**** Data excerpts ****

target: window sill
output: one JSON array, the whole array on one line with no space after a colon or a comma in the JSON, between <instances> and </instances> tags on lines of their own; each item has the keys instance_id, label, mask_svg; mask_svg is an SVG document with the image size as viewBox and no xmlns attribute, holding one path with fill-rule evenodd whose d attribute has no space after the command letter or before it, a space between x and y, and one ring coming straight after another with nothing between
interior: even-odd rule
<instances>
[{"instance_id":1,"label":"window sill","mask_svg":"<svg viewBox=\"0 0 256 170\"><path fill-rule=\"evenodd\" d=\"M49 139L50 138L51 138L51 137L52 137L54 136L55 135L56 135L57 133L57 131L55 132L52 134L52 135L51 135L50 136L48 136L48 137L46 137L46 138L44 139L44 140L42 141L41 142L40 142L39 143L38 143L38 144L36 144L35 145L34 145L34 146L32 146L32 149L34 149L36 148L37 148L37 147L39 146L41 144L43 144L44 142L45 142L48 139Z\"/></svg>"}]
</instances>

****

Please restate the records above, swapping "target" for "object" and leaving everything else unchanged.

Output of the exercise
object: window sill
output: one JSON array, the whole array on one line with no space after a colon or a comma in the JSON, between <instances> and </instances> tags on lines of their own; each item has the keys instance_id, label, mask_svg; mask_svg is an SVG document with the image size as viewBox and no xmlns attribute, holding one path with fill-rule evenodd whose d attribute has no space after the command letter or before it, a space between x and y, and one ring coming straight after another with nothing between
interior: even-odd rule
<instances>
[{"instance_id":1,"label":"window sill","mask_svg":"<svg viewBox=\"0 0 256 170\"><path fill-rule=\"evenodd\" d=\"M49 139L50 138L51 138L51 137L52 137L54 136L55 135L56 135L57 133L57 131L55 132L52 134L52 135L51 135L50 136L48 136L48 137L46 137L46 138L44 139L44 140L42 141L41 142L40 142L39 143L38 143L38 144L36 144L35 145L34 145L34 146L32 146L32 149L34 149L36 148L37 148L37 147L39 146L41 144L43 144L44 142L45 142L48 139Z\"/></svg>"}]
</instances>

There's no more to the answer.